Goal
Continue the passage on Heidegger and the postmoderns, starting after its last sentence.

I don’t know much about Dewy, but I agree with you that Heidegger was a subjectivitist. I think he start out with Husserl and phenomenology. Phenomenology could be an easy stepping stone to subjectivism and relativism. I know many of the post moderns think highly of him and they are not believers in Truth. But here’s the insane irony: they say it’s true that there is no truth — which is contradictory and hypocritical. However, that doesn’t seem to stop them. I read that some post moderns appeal to Heidegger’s insight that contradiction lies at the deepest levels of Being. And maybe that’s true at the quantum level where phenomena defy common sense, e.g., you can have the same particle occupy two different spaces simultaneously. But I don’t think Heidegger got that insight about contradiction from science or philosophy... maybe through poetry vaulting over everything, but who knows?

Data shown
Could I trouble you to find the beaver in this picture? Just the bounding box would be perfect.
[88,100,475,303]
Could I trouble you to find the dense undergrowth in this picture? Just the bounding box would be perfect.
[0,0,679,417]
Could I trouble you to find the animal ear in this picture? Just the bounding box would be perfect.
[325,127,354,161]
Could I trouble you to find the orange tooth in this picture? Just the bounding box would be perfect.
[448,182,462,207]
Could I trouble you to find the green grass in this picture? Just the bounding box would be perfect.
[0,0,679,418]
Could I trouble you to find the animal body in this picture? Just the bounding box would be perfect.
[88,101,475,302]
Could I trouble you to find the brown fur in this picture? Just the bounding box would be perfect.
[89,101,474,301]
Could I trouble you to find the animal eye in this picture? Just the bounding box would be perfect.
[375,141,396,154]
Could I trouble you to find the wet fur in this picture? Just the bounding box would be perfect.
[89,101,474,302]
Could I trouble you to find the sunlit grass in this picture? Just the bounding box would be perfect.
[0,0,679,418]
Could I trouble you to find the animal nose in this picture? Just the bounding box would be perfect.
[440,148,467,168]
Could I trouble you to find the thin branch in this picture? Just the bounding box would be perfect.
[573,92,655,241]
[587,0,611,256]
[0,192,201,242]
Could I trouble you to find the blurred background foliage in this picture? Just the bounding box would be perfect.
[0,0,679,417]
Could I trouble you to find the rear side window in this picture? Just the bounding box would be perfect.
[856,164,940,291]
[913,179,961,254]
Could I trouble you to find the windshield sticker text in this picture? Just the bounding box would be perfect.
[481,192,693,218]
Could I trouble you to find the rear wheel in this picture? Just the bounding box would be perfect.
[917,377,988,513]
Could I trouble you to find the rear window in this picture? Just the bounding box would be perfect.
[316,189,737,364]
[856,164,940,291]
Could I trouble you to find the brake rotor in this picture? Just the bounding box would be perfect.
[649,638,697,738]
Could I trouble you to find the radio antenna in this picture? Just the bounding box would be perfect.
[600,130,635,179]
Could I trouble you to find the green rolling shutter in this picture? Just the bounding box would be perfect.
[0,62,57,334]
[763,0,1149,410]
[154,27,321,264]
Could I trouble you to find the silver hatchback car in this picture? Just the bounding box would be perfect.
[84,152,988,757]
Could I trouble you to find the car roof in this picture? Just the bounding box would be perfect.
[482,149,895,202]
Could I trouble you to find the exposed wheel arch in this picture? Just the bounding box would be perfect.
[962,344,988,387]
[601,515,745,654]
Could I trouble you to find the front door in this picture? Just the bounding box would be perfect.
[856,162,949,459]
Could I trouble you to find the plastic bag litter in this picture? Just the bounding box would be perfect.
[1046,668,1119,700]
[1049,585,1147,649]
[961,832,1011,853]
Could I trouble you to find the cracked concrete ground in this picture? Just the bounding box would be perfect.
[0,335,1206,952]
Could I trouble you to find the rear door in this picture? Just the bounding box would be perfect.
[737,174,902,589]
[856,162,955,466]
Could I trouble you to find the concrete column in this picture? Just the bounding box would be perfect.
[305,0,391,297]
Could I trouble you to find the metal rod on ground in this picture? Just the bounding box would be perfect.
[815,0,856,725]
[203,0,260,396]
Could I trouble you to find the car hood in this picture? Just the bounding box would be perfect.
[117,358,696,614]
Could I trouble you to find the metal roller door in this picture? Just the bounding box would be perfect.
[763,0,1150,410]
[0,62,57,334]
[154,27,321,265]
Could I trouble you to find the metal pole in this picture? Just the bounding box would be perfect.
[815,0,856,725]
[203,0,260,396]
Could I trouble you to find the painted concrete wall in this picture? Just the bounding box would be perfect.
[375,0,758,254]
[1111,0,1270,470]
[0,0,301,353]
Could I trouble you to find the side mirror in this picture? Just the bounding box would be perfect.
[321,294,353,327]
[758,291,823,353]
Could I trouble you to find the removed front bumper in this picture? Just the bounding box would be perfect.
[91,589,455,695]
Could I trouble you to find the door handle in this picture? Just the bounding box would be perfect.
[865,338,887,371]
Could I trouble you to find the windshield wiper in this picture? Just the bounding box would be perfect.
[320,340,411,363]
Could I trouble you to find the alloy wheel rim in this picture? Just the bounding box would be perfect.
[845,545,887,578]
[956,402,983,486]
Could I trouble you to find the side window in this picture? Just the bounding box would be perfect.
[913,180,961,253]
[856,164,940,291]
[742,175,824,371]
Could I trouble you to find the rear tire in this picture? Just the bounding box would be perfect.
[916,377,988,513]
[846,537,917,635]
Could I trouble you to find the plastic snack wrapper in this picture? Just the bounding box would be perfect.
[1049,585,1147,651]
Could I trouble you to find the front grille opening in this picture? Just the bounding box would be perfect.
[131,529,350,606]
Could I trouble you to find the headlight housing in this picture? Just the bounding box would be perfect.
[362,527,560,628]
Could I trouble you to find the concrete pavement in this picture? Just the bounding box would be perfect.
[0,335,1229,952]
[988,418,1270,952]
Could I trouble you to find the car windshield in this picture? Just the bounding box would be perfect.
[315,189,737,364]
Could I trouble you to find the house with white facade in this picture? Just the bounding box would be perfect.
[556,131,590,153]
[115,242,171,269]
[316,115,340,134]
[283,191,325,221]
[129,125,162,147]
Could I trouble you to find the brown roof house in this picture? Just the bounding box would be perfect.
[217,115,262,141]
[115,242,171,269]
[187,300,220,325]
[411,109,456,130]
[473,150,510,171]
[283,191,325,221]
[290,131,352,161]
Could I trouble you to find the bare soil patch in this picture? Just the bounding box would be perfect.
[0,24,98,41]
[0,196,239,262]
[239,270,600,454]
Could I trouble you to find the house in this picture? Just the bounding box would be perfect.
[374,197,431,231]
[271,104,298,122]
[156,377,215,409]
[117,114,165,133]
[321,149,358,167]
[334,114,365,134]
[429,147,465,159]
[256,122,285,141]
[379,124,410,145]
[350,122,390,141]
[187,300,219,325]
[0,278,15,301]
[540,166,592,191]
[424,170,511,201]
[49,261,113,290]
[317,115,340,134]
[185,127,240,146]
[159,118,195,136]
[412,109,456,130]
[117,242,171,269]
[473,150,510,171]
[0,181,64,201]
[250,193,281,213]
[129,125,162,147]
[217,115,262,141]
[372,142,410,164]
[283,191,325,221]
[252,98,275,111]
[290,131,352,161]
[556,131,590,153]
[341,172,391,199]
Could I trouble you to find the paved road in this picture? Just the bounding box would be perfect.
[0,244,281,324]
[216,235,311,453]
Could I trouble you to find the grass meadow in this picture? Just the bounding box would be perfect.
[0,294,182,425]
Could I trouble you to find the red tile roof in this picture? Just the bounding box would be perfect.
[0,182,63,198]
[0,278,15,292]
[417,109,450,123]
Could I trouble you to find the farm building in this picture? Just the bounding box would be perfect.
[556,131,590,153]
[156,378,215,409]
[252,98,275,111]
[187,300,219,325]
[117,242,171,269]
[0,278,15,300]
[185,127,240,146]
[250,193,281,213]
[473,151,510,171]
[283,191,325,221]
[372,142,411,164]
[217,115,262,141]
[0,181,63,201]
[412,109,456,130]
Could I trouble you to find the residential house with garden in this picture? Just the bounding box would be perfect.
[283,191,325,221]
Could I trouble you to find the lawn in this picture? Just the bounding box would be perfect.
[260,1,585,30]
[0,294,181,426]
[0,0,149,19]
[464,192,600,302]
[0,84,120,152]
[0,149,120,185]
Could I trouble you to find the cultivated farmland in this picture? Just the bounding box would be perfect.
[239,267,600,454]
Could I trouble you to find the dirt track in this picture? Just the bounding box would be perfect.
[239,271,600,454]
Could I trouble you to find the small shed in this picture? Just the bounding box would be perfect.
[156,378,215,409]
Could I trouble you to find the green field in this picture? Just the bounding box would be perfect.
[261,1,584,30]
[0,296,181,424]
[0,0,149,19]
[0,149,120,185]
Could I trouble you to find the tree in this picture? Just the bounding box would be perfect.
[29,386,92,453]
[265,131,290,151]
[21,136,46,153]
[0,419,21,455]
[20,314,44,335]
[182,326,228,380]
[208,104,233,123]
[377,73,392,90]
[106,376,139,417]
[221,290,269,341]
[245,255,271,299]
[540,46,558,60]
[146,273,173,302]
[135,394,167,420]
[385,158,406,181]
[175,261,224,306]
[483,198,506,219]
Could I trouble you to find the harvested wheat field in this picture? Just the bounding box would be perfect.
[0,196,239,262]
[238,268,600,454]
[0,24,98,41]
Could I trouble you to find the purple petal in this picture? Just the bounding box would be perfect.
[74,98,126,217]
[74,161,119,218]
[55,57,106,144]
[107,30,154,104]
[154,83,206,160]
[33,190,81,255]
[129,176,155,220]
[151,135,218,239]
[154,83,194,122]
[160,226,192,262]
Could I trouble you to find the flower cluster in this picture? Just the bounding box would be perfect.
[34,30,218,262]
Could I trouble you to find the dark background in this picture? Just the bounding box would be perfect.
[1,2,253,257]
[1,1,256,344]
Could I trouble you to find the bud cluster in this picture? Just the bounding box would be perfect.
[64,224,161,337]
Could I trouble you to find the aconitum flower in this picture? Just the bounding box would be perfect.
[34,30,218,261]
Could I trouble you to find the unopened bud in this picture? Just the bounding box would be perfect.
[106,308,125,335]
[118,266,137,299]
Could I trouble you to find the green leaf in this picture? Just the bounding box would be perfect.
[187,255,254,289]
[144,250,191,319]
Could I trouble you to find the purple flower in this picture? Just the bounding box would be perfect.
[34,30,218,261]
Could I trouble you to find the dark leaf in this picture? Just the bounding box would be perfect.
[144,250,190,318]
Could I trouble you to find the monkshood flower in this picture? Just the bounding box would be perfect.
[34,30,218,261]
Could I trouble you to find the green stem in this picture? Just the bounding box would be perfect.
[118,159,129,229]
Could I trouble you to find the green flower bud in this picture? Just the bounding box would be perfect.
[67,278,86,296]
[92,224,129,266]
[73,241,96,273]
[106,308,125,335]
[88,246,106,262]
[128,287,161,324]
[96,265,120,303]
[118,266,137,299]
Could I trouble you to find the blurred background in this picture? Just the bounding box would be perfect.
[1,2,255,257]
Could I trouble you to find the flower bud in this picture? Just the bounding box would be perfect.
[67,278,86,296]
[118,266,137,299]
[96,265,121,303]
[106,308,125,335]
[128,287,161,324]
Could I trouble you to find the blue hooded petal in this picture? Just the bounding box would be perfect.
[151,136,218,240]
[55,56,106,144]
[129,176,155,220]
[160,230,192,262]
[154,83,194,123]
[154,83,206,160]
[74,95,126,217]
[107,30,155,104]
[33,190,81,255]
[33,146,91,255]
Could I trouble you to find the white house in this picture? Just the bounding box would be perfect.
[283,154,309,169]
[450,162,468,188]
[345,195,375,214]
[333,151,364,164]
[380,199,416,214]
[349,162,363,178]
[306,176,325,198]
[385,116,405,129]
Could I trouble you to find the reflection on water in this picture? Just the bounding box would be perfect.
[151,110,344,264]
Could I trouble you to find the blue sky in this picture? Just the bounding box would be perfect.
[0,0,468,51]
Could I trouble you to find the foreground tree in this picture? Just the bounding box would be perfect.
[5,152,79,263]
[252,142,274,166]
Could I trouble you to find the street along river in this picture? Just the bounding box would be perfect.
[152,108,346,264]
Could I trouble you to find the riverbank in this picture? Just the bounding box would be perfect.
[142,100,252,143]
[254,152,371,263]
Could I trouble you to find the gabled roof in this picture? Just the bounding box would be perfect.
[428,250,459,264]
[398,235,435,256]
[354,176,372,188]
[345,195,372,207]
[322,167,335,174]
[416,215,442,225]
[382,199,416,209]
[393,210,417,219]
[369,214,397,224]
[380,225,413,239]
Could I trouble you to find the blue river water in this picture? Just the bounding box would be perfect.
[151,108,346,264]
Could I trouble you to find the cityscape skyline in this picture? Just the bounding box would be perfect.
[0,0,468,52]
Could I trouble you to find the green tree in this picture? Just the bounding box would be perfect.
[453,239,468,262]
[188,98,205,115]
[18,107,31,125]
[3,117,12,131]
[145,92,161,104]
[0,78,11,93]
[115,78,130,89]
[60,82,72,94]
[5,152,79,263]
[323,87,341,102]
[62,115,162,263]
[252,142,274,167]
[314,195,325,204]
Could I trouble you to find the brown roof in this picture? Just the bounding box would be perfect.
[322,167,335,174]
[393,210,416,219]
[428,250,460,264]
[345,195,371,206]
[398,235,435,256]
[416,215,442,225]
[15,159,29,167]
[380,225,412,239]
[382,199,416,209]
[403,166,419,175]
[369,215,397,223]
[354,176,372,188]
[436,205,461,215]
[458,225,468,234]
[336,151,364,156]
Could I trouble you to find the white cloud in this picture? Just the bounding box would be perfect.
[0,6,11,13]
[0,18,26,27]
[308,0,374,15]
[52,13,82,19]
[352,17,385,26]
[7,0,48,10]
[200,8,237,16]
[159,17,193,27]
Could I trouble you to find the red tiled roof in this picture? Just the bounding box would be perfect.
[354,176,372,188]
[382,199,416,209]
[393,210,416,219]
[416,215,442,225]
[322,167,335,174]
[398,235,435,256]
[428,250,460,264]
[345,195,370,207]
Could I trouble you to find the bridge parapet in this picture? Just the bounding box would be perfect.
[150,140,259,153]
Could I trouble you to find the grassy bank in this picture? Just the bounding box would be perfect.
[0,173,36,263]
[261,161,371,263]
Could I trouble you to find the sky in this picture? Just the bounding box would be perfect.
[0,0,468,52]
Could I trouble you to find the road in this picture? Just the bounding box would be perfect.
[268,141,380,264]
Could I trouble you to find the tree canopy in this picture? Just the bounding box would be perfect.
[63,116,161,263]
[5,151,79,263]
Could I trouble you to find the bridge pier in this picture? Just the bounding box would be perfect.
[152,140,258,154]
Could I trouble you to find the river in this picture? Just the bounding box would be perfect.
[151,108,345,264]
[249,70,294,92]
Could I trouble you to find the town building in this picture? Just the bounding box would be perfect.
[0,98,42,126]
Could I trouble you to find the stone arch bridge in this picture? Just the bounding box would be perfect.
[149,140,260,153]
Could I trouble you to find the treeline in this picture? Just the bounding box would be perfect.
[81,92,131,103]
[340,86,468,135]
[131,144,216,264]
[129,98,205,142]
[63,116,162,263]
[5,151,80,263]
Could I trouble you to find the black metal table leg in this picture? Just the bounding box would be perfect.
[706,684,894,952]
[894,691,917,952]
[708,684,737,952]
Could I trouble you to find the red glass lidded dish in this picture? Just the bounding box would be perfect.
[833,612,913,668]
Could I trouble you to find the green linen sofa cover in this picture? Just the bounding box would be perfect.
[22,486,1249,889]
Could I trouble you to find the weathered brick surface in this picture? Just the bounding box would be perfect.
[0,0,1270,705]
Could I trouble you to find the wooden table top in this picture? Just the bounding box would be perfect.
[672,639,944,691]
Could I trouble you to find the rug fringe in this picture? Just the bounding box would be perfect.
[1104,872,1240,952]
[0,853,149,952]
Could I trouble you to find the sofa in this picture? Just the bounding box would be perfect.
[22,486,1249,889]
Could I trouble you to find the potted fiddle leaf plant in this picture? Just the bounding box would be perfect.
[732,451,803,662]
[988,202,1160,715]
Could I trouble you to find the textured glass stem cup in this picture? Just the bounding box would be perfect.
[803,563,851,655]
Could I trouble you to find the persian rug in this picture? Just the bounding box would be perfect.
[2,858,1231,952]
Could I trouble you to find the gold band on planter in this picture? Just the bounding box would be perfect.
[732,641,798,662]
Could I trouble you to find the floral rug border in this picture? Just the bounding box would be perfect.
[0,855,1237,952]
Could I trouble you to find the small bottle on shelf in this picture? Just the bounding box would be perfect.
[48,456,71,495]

Result
I know Heidegger wanted to purify the language of philosophy but I don’t know exactly how. I also know the positivists where suggesting something similar. With the positivists there was a push to make language scientifically accountable. But I think Heidegger was more concerned about Being, its categories and how people got the central idea wrong since Plato. I guess that also goes into the topic of ontics and ontology which you brought up.

I think relativism is thoroughly entrenched in almost every aspect of western life. Again, the irony is that the US went to the moon based on the idea of truth — that we can know the truth about the physical world. But western culture is a different story and for many people it seems harsh to say the West knows the truth — which means that other cultures don’t know the truth. It goes against the left’s idea equality and compassion. The left claim Capitalism is a repressive evil that victimizes minorities and silences their voices with its grand narrative. These minorities also have their cultural truths. But would people who espouse this line prefer to go to a doctor in the West than a witch doctor from Africa? They say that truth is cultural and relative. If truth was so relative why would they go to a western doctor? Why not go to a witch doctor from Africa? So they are hypocrites once again.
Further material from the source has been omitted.